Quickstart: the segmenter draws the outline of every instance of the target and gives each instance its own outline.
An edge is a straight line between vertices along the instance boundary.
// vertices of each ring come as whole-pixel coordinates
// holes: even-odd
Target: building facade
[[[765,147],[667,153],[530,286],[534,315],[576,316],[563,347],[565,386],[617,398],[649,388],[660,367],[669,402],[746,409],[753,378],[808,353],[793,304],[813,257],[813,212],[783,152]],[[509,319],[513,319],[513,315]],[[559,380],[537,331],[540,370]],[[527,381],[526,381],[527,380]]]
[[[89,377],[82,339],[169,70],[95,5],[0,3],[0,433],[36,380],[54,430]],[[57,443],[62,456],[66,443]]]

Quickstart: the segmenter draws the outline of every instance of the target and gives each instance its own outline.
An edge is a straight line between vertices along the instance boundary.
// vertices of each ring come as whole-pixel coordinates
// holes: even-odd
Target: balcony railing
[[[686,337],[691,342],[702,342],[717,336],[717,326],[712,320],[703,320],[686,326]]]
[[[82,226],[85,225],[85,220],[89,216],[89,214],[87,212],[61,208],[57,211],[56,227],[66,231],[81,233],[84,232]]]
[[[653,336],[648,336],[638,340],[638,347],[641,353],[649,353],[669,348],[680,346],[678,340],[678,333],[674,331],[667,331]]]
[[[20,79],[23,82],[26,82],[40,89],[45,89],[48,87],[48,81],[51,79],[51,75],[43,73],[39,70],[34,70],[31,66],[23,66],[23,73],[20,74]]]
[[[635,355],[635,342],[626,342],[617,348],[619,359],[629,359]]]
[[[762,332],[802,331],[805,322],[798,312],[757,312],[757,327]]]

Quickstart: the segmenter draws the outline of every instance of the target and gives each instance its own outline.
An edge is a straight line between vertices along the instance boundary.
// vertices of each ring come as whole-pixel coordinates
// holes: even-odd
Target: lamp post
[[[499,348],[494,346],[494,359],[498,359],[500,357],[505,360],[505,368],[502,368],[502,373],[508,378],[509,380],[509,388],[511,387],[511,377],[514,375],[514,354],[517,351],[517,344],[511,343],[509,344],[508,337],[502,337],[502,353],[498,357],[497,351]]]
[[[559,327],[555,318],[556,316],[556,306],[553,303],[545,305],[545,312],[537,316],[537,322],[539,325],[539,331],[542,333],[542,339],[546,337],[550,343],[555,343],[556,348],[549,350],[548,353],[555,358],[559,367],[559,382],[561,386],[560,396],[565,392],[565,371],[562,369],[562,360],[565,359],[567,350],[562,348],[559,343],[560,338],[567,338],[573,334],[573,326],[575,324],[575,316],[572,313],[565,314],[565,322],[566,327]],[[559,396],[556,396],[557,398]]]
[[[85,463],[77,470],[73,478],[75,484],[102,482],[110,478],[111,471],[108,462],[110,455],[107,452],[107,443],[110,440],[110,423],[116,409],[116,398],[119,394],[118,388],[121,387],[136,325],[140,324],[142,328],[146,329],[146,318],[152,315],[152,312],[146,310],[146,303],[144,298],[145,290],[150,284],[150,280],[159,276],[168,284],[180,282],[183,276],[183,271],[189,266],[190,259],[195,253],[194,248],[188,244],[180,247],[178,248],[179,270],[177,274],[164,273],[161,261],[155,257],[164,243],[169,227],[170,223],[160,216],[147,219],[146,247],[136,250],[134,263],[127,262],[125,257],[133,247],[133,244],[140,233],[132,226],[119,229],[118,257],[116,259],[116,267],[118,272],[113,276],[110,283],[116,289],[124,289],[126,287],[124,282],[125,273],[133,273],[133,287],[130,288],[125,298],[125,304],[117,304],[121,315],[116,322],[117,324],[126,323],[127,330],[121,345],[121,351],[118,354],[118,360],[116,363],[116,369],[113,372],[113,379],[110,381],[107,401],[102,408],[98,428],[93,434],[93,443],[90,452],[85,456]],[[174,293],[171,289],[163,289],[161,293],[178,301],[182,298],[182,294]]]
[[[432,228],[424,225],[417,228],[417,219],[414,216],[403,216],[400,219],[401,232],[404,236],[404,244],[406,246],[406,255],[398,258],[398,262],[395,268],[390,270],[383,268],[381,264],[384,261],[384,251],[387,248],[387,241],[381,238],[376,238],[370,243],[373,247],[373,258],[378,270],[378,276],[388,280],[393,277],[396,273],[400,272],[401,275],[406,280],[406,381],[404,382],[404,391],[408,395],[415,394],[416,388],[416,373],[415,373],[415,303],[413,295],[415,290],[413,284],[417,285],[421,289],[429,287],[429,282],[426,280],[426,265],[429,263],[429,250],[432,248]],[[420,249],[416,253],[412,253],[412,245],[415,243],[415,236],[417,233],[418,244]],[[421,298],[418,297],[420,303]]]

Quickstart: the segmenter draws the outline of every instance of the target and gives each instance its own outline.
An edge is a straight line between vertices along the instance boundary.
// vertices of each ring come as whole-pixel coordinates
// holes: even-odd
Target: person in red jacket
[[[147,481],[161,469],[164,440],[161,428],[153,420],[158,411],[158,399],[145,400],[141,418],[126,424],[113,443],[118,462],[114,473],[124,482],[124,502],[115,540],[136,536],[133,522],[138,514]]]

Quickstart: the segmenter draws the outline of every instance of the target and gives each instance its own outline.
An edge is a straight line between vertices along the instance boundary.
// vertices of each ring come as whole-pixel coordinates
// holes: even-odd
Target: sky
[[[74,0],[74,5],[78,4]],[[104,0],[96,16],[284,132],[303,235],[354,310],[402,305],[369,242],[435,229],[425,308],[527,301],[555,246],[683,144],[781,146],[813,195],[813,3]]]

────────────────────

• **SHORT PROBLEM**:
Reproduce every entry above word for word, from the first line through the last.

• **RESPONSE**:
Quickstart: the segmenter draws the outline of every instance of the target and gives each instance its own outline.
An edge is a straight line between vertices along the instance boundary.
// vertices of each ring come as whole-pixel coordinates
// holes: even-odd
Target: building facade
[[[765,147],[667,153],[530,286],[534,315],[576,316],[563,347],[565,386],[617,398],[649,388],[660,367],[669,402],[746,409],[753,378],[808,353],[793,304],[813,257],[813,212],[783,152]],[[509,319],[513,319],[513,315]],[[559,380],[537,331],[540,370]],[[527,381],[526,381],[527,380]]]
[[[89,377],[82,339],[169,70],[95,5],[0,3],[0,433],[36,380],[54,430]],[[57,443],[62,456],[66,443]]]

Quickstart: the segmenter draws the outline of every instance of the target and gives each instance its own outline.
An edge is a straight line between vertices along the instance boundary.
// vertices of each ring come as whole-pixel coordinates
// holes: even-odd
Target: balcony railing
[[[686,337],[691,342],[702,342],[717,336],[717,326],[712,320],[703,320],[686,326]]]
[[[82,226],[85,225],[85,220],[89,216],[89,214],[87,212],[61,208],[57,211],[56,227],[66,231],[81,233],[84,232]]]
[[[653,336],[648,336],[638,340],[638,347],[641,353],[649,353],[669,348],[680,346],[678,340],[678,333],[674,331],[667,331]]]
[[[20,79],[23,82],[26,82],[40,89],[45,89],[48,87],[48,81],[51,79],[51,75],[43,73],[39,70],[34,70],[31,66],[23,66],[23,73],[20,74]]]
[[[635,355],[635,342],[626,342],[617,348],[619,359],[629,359]]]
[[[762,332],[802,331],[805,322],[798,312],[757,312],[757,327]]]

Quickstart: the segmenter draws the outline of every instance of the target and gives each instance its own outline.
An edge is a straight line between vertices along the instance boundary.
// vertices of each ring come as whole-pixel coordinates
// holes: even-odd
Target: lamp post
[[[499,348],[494,346],[494,359],[498,359],[500,357],[505,360],[505,368],[502,368],[502,373],[508,378],[509,380],[509,388],[511,387],[511,377],[514,375],[514,354],[517,351],[517,344],[511,343],[509,344],[508,337],[502,337],[502,353],[498,357],[497,351]]]
[[[559,327],[555,318],[556,316],[556,306],[553,303],[545,305],[545,312],[537,316],[537,322],[539,325],[539,331],[542,333],[542,339],[546,337],[550,343],[555,343],[556,348],[549,350],[548,353],[555,358],[559,367],[559,382],[561,386],[560,396],[565,392],[565,371],[562,369],[562,360],[565,359],[567,350],[562,348],[559,343],[560,338],[567,338],[573,334],[573,326],[575,324],[575,316],[572,313],[565,314],[565,322],[566,327]],[[559,396],[556,396],[557,398]]]
[[[85,463],[77,470],[73,478],[75,484],[102,482],[110,478],[111,471],[108,462],[110,455],[107,452],[107,443],[110,440],[110,423],[116,409],[116,398],[119,394],[118,388],[121,387],[136,325],[140,324],[142,328],[146,329],[146,318],[152,315],[152,312],[146,310],[146,303],[144,298],[145,290],[150,284],[150,280],[159,276],[168,284],[180,282],[183,276],[183,271],[189,266],[190,259],[195,253],[194,248],[188,244],[180,247],[178,248],[179,270],[177,274],[164,273],[161,261],[155,257],[164,243],[169,227],[170,223],[160,216],[147,219],[146,247],[136,250],[134,263],[127,262],[125,257],[133,247],[133,244],[140,233],[132,226],[119,229],[118,257],[116,259],[116,267],[118,272],[113,276],[110,283],[116,289],[124,289],[126,287],[124,282],[125,273],[133,273],[133,287],[130,288],[125,298],[125,304],[117,304],[121,315],[116,322],[117,324],[126,323],[127,330],[121,345],[121,351],[118,354],[118,360],[116,363],[116,369],[113,372],[113,379],[110,381],[107,401],[102,408],[98,428],[93,434],[93,443],[90,452],[85,456]],[[174,293],[171,289],[163,289],[161,293],[178,301],[182,298],[182,294]]]
[[[432,228],[424,225],[417,228],[417,219],[414,216],[403,216],[400,219],[401,232],[404,236],[404,244],[406,246],[406,255],[398,258],[398,262],[395,268],[390,270],[383,268],[381,264],[384,261],[384,251],[387,248],[387,241],[381,238],[376,238],[370,243],[373,247],[373,258],[378,270],[378,276],[388,280],[393,277],[396,273],[400,272],[401,275],[406,280],[406,381],[404,382],[404,391],[408,395],[415,394],[416,388],[416,373],[415,373],[415,303],[413,295],[415,290],[413,284],[417,285],[421,289],[429,287],[429,282],[426,280],[426,265],[429,263],[429,250],[432,248]],[[420,249],[416,253],[412,253],[412,245],[415,243],[415,236],[417,233],[418,244]],[[421,298],[418,297],[420,303]]]

Quickstart: the segmenter draws the outline of every instance of the target and gives each instance its own outline.
An edge is a straight line between vertices along the instance boundary.
// vertices of each ring come as whole-pixel coordinates
// holes: even-odd
Target: person in red jacket
[[[147,481],[161,469],[164,440],[161,428],[153,420],[158,411],[158,399],[145,400],[141,418],[126,424],[113,443],[118,462],[114,473],[124,482],[124,502],[115,540],[136,536],[133,522],[138,514]]]

Quickstart: the segmenter draws the outline of every instance of the target and gives each instance its own outline.
An edge is a straight line between vertices along the instance boundary.
// vertices of each ring come as whole-pixel coordinates
// holes: even-odd
Target: sky
[[[74,0],[74,5],[78,4]],[[104,0],[96,16],[284,132],[303,235],[354,310],[402,305],[369,242],[435,229],[425,308],[527,301],[555,246],[683,144],[781,146],[813,195],[813,3]]]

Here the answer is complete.